Selected text
An Interview with Sarai Mitnick of Colette Patterns

The The Colette Sewing Handbook played a huge part in me learning how to sew. The first three garments I ever made were the first three patterns in the handbook, the Meringue skirt, Pastille dress and Truffle dress. Colette Patterns are some of my favorite to sew. They are everything I want in a pattern; vintage inspired, yet contemporary, stylish, cute and unique. They come in beginner, intermediate and advanced patterns. I have only attempted the beginner’s patterns so far, but I have found them all to have easy to understand directions. With each new project, and the handbook open to the chapter on fit, I have been getting better and better at altering the pattern, and getting a good fit. Needless to say, I am a huge fan of Colette Patterns. On the last day of my Portland Blogcademy weekend, I had the great fortune of being able to tour the Colette Patterns Headquarters and sit down and chat with designer/owner/author (she does wear a lot of hats), Sarai Mitnick!

Records shown

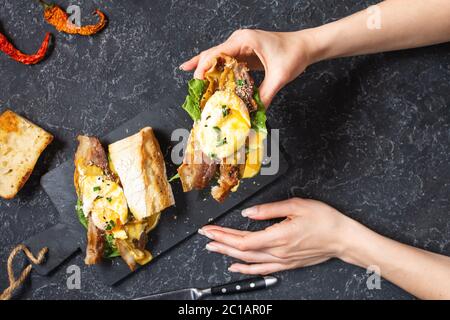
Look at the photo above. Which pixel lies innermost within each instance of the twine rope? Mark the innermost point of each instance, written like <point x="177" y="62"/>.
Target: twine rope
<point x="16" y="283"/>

--

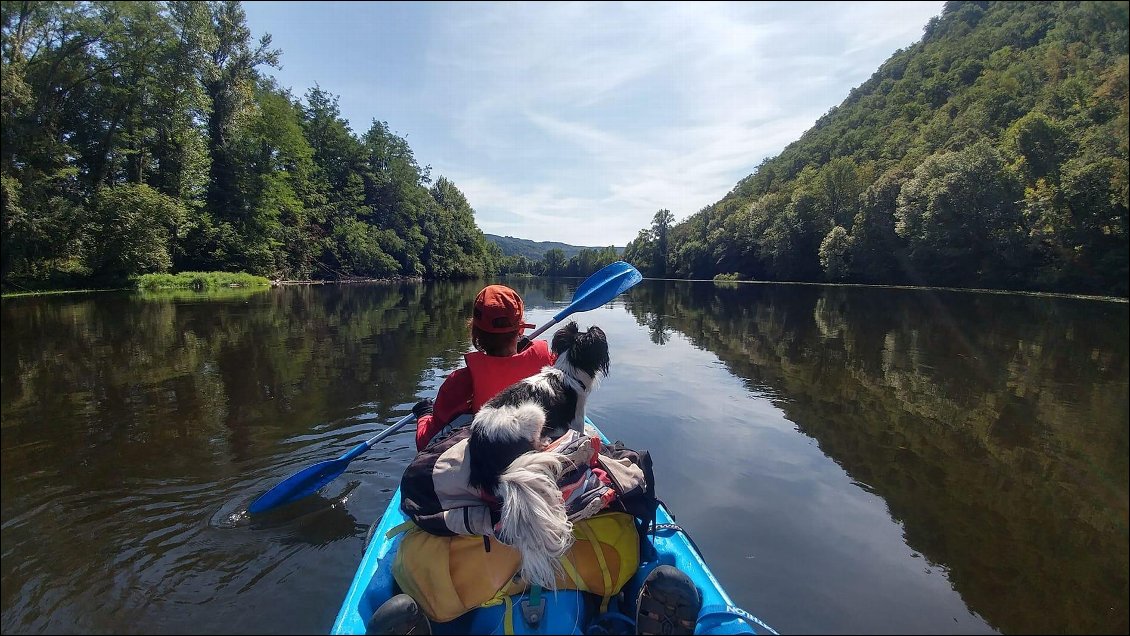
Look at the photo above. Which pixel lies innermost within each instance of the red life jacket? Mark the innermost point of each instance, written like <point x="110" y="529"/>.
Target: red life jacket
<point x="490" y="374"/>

What to work on
A: Decide whether each statement agrees with the introduction to the Sarai Mitnick interview. Answer yes or no for each and quote the words from the introduction that settle it.
(i) The writer's first three garments were the first three patterns in the handbook.
(ii) The writer has already sewn intermediate Colette patterns.
(iii) The writer toured the Colette Patterns headquarters on the last day of the Portland Blogcademy weekend.
B: Extend the introduction to the Sarai Mitnick interview, picking up after its final sentence.

Results for the exercise
A:
(i) Yes: "The first three garments I ever made were the first three patterns in the handbook"
(ii) No: "I have only attempted the beginner’s patterns so far"
(iii) Yes: "On the last day of my Portland Blogcademy weekend, I had the great fortune of being able to tour the Colette Patterns Headquarters"

B:
Her studio is in a very cool industrial part of Southeast Portland and, of course, was very organized and tidy with beautiful daylight. We chatted for about a half an hour about everything from starting your own business, to body image, to the pros and cons of social media and more. I am pretty sure she was working on upcoming patterns, so I didn’t want to snoop too much, take up too much of her time or take too many photos, but I got a few of this gorgeous space.

Seriously, I could gush for days about why Colette Patterns is so great (did I mention that I love the packaging and the branding as well?), but what’s really cool is when the person behind a product you love, is just as awesome. Thank you Sarai, for taking time out of your busy schedule to have such a great conversation with me. You truly are an inspiration!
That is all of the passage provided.